"""

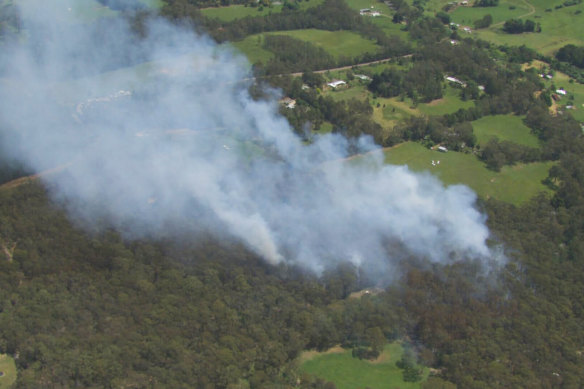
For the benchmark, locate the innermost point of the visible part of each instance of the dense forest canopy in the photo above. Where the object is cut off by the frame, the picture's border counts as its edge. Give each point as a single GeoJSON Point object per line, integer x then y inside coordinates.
{"type": "Point", "coordinates": [95, 308]}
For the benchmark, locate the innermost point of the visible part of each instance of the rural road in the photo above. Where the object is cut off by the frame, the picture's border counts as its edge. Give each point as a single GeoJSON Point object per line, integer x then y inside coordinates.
{"type": "Point", "coordinates": [349, 66]}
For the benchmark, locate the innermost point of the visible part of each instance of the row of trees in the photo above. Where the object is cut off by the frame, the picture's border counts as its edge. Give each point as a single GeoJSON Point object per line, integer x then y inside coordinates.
{"type": "Point", "coordinates": [518, 26]}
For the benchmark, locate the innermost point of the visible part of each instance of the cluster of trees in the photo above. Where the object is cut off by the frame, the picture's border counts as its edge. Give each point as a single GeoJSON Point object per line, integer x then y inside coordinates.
{"type": "Point", "coordinates": [497, 153]}
{"type": "Point", "coordinates": [291, 54]}
{"type": "Point", "coordinates": [422, 82]}
{"type": "Point", "coordinates": [352, 118]}
{"type": "Point", "coordinates": [518, 26]}
{"type": "Point", "coordinates": [96, 311]}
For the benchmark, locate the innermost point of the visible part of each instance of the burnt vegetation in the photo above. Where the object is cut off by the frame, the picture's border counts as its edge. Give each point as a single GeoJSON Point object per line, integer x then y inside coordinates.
{"type": "Point", "coordinates": [93, 310]}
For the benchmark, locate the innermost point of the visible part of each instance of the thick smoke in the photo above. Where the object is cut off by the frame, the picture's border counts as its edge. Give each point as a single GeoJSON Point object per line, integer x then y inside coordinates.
{"type": "Point", "coordinates": [176, 143]}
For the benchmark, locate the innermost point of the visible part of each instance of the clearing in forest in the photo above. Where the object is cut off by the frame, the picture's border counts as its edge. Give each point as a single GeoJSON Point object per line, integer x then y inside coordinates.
{"type": "Point", "coordinates": [513, 184]}
{"type": "Point", "coordinates": [8, 371]}
{"type": "Point", "coordinates": [505, 127]}
{"type": "Point", "coordinates": [350, 373]}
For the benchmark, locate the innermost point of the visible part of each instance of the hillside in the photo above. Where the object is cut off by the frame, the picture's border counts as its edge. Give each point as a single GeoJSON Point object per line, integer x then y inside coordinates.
{"type": "Point", "coordinates": [373, 199]}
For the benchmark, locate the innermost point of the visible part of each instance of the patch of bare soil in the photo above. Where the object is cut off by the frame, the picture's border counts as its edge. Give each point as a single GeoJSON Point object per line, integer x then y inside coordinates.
{"type": "Point", "coordinates": [308, 355]}
{"type": "Point", "coordinates": [435, 102]}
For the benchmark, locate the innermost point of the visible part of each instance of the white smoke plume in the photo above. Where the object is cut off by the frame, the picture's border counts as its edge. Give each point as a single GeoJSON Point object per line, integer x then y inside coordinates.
{"type": "Point", "coordinates": [177, 143]}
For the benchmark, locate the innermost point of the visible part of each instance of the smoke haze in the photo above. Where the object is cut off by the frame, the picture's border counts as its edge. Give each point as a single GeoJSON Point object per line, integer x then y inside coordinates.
{"type": "Point", "coordinates": [176, 143]}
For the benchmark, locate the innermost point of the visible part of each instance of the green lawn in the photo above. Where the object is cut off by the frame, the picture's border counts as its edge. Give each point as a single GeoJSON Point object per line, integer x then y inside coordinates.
{"type": "Point", "coordinates": [351, 373]}
{"type": "Point", "coordinates": [392, 110]}
{"type": "Point", "coordinates": [8, 367]}
{"type": "Point", "coordinates": [514, 184]}
{"type": "Point", "coordinates": [504, 127]}
{"type": "Point", "coordinates": [337, 43]}
{"type": "Point", "coordinates": [559, 27]}
{"type": "Point", "coordinates": [232, 12]}
{"type": "Point", "coordinates": [574, 90]}
{"type": "Point", "coordinates": [354, 92]}
{"type": "Point", "coordinates": [467, 15]}
{"type": "Point", "coordinates": [251, 46]}
{"type": "Point", "coordinates": [450, 103]}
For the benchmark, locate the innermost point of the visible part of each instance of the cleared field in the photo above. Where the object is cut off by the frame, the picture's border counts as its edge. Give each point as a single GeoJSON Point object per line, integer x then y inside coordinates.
{"type": "Point", "coordinates": [450, 103]}
{"type": "Point", "coordinates": [507, 9]}
{"type": "Point", "coordinates": [559, 27]}
{"type": "Point", "coordinates": [347, 372]}
{"type": "Point", "coordinates": [574, 98]}
{"type": "Point", "coordinates": [251, 46]}
{"type": "Point", "coordinates": [513, 184]}
{"type": "Point", "coordinates": [504, 127]}
{"type": "Point", "coordinates": [232, 12]}
{"type": "Point", "coordinates": [392, 110]}
{"type": "Point", "coordinates": [337, 43]}
{"type": "Point", "coordinates": [355, 92]}
{"type": "Point", "coordinates": [8, 368]}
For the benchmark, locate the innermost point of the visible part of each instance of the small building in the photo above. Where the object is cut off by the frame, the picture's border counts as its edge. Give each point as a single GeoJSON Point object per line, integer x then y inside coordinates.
{"type": "Point", "coordinates": [363, 77]}
{"type": "Point", "coordinates": [336, 83]}
{"type": "Point", "coordinates": [455, 80]}
{"type": "Point", "coordinates": [288, 102]}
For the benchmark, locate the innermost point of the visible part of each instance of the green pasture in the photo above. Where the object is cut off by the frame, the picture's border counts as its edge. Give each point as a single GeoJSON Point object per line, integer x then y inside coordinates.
{"type": "Point", "coordinates": [559, 27]}
{"type": "Point", "coordinates": [8, 367]}
{"type": "Point", "coordinates": [358, 92]}
{"type": "Point", "coordinates": [504, 127]}
{"type": "Point", "coordinates": [449, 103]}
{"type": "Point", "coordinates": [575, 96]}
{"type": "Point", "coordinates": [513, 184]}
{"type": "Point", "coordinates": [507, 9]}
{"type": "Point", "coordinates": [351, 373]}
{"type": "Point", "coordinates": [336, 43]}
{"type": "Point", "coordinates": [251, 46]}
{"type": "Point", "coordinates": [392, 110]}
{"type": "Point", "coordinates": [238, 11]}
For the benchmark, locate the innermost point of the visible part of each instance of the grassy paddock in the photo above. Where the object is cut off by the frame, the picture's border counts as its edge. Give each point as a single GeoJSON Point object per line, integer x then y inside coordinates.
{"type": "Point", "coordinates": [347, 372]}
{"type": "Point", "coordinates": [336, 43]}
{"type": "Point", "coordinates": [559, 27]}
{"type": "Point", "coordinates": [8, 367]}
{"type": "Point", "coordinates": [237, 11]}
{"type": "Point", "coordinates": [574, 90]}
{"type": "Point", "coordinates": [504, 127]}
{"type": "Point", "coordinates": [450, 103]}
{"type": "Point", "coordinates": [467, 15]}
{"type": "Point", "coordinates": [251, 46]}
{"type": "Point", "coordinates": [513, 184]}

"""

DESCRIPTION OF THE TASK: Transcribe the material exactly, leaving every picture out.

RESPONSE:
For the benchmark, locate the innermost point of the visible part of each instance of the dense forest canopy in the photo above. Where the object is cut off by the frame, the picture's border counts as its edge. Give each point as a single GeoJSON Point object per line, integer x then y inside coordinates.
{"type": "Point", "coordinates": [95, 308]}
For the benchmark, locate the innermost point of the visible part of each instance of the rural road in the photo above. Where the object is cut off by the frame, the picture's border counts as its edge. Give each point as a single GeoJSON Point object per line, integer x then y inside coordinates.
{"type": "Point", "coordinates": [349, 66]}
For the benchmark, locate the innermost point of the visible part of each instance of the row of trees in the photo above. Where the object is cut off by the frame, the picture's border counts as its edge. Give each point as a single GeoJSON Point object per line, integer x then y inside coordinates.
{"type": "Point", "coordinates": [518, 26]}
For the benchmark, locate the innermost point of the visible part of each instance of the cluster of trees in the photo above. Where the object is cut off by the frame, the picture's border counts as its edge. Give each point as a single GeoJSON Point object per line, integer x then y inside coordinates.
{"type": "Point", "coordinates": [497, 153]}
{"type": "Point", "coordinates": [291, 54]}
{"type": "Point", "coordinates": [422, 82]}
{"type": "Point", "coordinates": [352, 118]}
{"type": "Point", "coordinates": [518, 26]}
{"type": "Point", "coordinates": [96, 311]}
For the benchmark, locate the innermost point of the visible part of each instance of the burnt vegetation in the photo above. Where the object is cut off by the frame, the picture's border counts as its edge. Give each point as a single GeoJSON Point object per line, integer x then y inside coordinates.
{"type": "Point", "coordinates": [93, 310]}
For the benchmark, locate the innermost point of the visible part of each instance of the thick smoke in the photo above. Where the object is cut off by the frame, the picture's border counts as its edge. Give each point as a single GeoJSON Point object per line, integer x then y inside coordinates.
{"type": "Point", "coordinates": [176, 143]}
For the benchmark, locate the innermost point of the visible part of each instance of the clearing in forest in the photo above. Where the object is cut off by the frame, the picture's border counts as its edge. Give each point as a single GeoJSON Point object per line, integer x then y inside coordinates.
{"type": "Point", "coordinates": [513, 184]}
{"type": "Point", "coordinates": [8, 371]}
{"type": "Point", "coordinates": [505, 127]}
{"type": "Point", "coordinates": [350, 373]}
For the benchmark, locate the innermost point of the visible part of each instance of the hillside in the photo above. Where the object is cut off by the frame, the picture's border counts as its edge. Give each point as a single GeoJSON Point object per line, integer x then y inside coordinates.
{"type": "Point", "coordinates": [373, 199]}
For the benchmark, locate the innermost point of the visible part of each instance of the patch of bare soil in the photo above. Where the object is cut off by the frame, the picture's border counts as its edge. Give each point as a single GeoJSON Point object per line, integer x then y inside coordinates.
{"type": "Point", "coordinates": [308, 355]}
{"type": "Point", "coordinates": [435, 102]}
For the benchmark, locate the innermost point of the visible part of each instance of the white smoke plume in the photo above. Where the object is cut off by the frame, the picture's border counts as its edge. Give each point as a single GeoJSON Point object per line, integer x then y inside coordinates.
{"type": "Point", "coordinates": [177, 143]}
For the benchmark, locate the innermost point of the visible part of each instance of the smoke haze in the photo above. Where the object is cut off by the frame, the picture's border counts as its edge. Give each point as a single GeoJSON Point object per line, integer x then y inside coordinates.
{"type": "Point", "coordinates": [176, 143]}
For the benchmark, locate the innermost point of the visible part of each instance of the green lawn in the photo above. Where the object is cut off by the frame, the picture's border counts as its edge. Give each point as a single GeoJSON Point object per line, integer x then y inside coordinates.
{"type": "Point", "coordinates": [351, 373]}
{"type": "Point", "coordinates": [392, 110]}
{"type": "Point", "coordinates": [8, 367]}
{"type": "Point", "coordinates": [514, 184]}
{"type": "Point", "coordinates": [504, 127]}
{"type": "Point", "coordinates": [337, 43]}
{"type": "Point", "coordinates": [559, 27]}
{"type": "Point", "coordinates": [232, 12]}
{"type": "Point", "coordinates": [574, 90]}
{"type": "Point", "coordinates": [354, 92]}
{"type": "Point", "coordinates": [467, 15]}
{"type": "Point", "coordinates": [251, 46]}
{"type": "Point", "coordinates": [450, 103]}
For the benchmark, locate the innermost point of the visible part of each instance of the cleared field in the photo above. Where the object is cut off by the frame, the picture's border counts as its edge. Give each point as a single GeoJSON Point object per line, integer x then y inside coordinates.
{"type": "Point", "coordinates": [450, 103]}
{"type": "Point", "coordinates": [507, 9]}
{"type": "Point", "coordinates": [559, 27]}
{"type": "Point", "coordinates": [347, 372]}
{"type": "Point", "coordinates": [574, 98]}
{"type": "Point", "coordinates": [251, 46]}
{"type": "Point", "coordinates": [513, 184]}
{"type": "Point", "coordinates": [504, 127]}
{"type": "Point", "coordinates": [232, 12]}
{"type": "Point", "coordinates": [392, 110]}
{"type": "Point", "coordinates": [337, 43]}
{"type": "Point", "coordinates": [355, 92]}
{"type": "Point", "coordinates": [8, 368]}
For the benchmark, locate the innermost point of the visible part of each instance of the small building in the photo above. Where the object is cut off by the frame, the picture's border counts as its edge. Give each point as a single GeoJSON Point object per line, integer x then y inside coordinates.
{"type": "Point", "coordinates": [363, 77]}
{"type": "Point", "coordinates": [336, 83]}
{"type": "Point", "coordinates": [455, 80]}
{"type": "Point", "coordinates": [288, 102]}
For the benchmark, locate the innermost point of the visible part of each instance of the green pasture in the photo above. Where the object is cut off by the frame, the picture's border counts as its edge. Give each point as a single GeoJSON Point object per line, integer x then y inside coordinates.
{"type": "Point", "coordinates": [559, 27]}
{"type": "Point", "coordinates": [8, 367]}
{"type": "Point", "coordinates": [358, 92]}
{"type": "Point", "coordinates": [504, 127]}
{"type": "Point", "coordinates": [449, 103]}
{"type": "Point", "coordinates": [575, 96]}
{"type": "Point", "coordinates": [513, 184]}
{"type": "Point", "coordinates": [507, 9]}
{"type": "Point", "coordinates": [351, 373]}
{"type": "Point", "coordinates": [336, 43]}
{"type": "Point", "coordinates": [251, 46]}
{"type": "Point", "coordinates": [392, 110]}
{"type": "Point", "coordinates": [238, 11]}
For the benchmark, locate the innermost point of the visible part of each instance of the grassy paddock in the photo above. Where the object is cut off by the frame, the picture's border counts as its edge. Give each point as a single GeoJSON Point object per line, integer x then y inside coordinates.
{"type": "Point", "coordinates": [347, 372]}
{"type": "Point", "coordinates": [336, 43]}
{"type": "Point", "coordinates": [559, 27]}
{"type": "Point", "coordinates": [8, 367]}
{"type": "Point", "coordinates": [237, 11]}
{"type": "Point", "coordinates": [574, 90]}
{"type": "Point", "coordinates": [504, 127]}
{"type": "Point", "coordinates": [450, 103]}
{"type": "Point", "coordinates": [467, 15]}
{"type": "Point", "coordinates": [251, 46]}
{"type": "Point", "coordinates": [513, 184]}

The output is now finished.